### Extract to read
The Queue Orchestra: Managing scan tasks at scale

Here's where things get interesting. StarRocks doesn't just blindly process files one by one. Instead, it orchestrates scan tasks through a sophisticated queue system that categorizes and routes work based on delete file associations.

Starrocks FE looks at you

Enter the IcebergRemoteSourceTrigger

Think of IcebergRemoteSourceTrigger as a traffic controller at a busy intersection. It receives file scan tasks from Iceberg and routes them to the appropriate processing lanes:

// IcebergRemoteSourceTrigger.java#L39
public class IcebergRemoteSourceTrigger {
    private final RemoteFileInfoSource delegate;
    
    // The three main highways for our scan tasks
    private Optional<Deque<RemoteFileInfo>> dataFileWithEqDeleteQueue = Optional.empty();
    private Optional<Deque<RemoteFileInfo>> dataFileWithoutEqDeleteQueue = Optional.empty();
    private Optional<Deque<RemoteFileInfo>> eqDeleteQueue = Optional.empty();
    
    // For the complicated case: multiple equality ID combinations
    private final Map<IcebergMORParams, Deque<RemoteFileInfo>> queues = new HashMap<>();
}

Why separate queues? Performance. Clean data files (no equality deletes) can zoom through the fast lane. Files with equality deletes need to merge at the anti-join intersection. And equality delete files themselves? They're building the roadblock that the anti-join will use.

### Entries shown

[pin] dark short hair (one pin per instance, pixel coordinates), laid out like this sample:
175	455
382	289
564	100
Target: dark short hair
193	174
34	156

### Required tasks
• a. Answer these questions on the extract about StarRocks scan task queues:
(i) What does the extract compare IcebergRemoteSourceTrigger to?
(ii) What type serves as the key of the map named queues?
(iii) Which data files can go through the fast lane?
• b. Write the next part of the extract about StarRocks scan task queues. Begin after its final sentence.
You will not need the items to complete the work that follows.

### Results by task
• a.
(i) A traffic controller at a busy intersection.
(ii) IcebergMORParams.
(iii) Clean data files, which have no equality deletes.

• b.
The dispatch logic

The trigger's dispatch method is where the routing happens. It's like a sorting hat for scan tasks:

// IcebergRemoteSourceTrigger.java#L99
public synchronized void trigger() {
    if (!delegate.hasMoreOutput()) {
        return;
    }
    
    IcebergRemoteFileInfo remoteFileInfo = delegate.getOutput().cast();
    FileScanTask scanTask = remoteFileInfo.getFileScanTask();
    
    // Check what kind of deletes we're dealing with
    List<DeleteFile> eqDeleteFiles = scanTask.deletes().stream()
        .filter(f -> f.content() == FileContent.EQUALITY_DELETES)
        .collect(Collectors.toList());
    
    // Route to the appropriate queue
    if (eqDeleteFiles.isEmpty()) {
        // Fast lane - no equality deletes!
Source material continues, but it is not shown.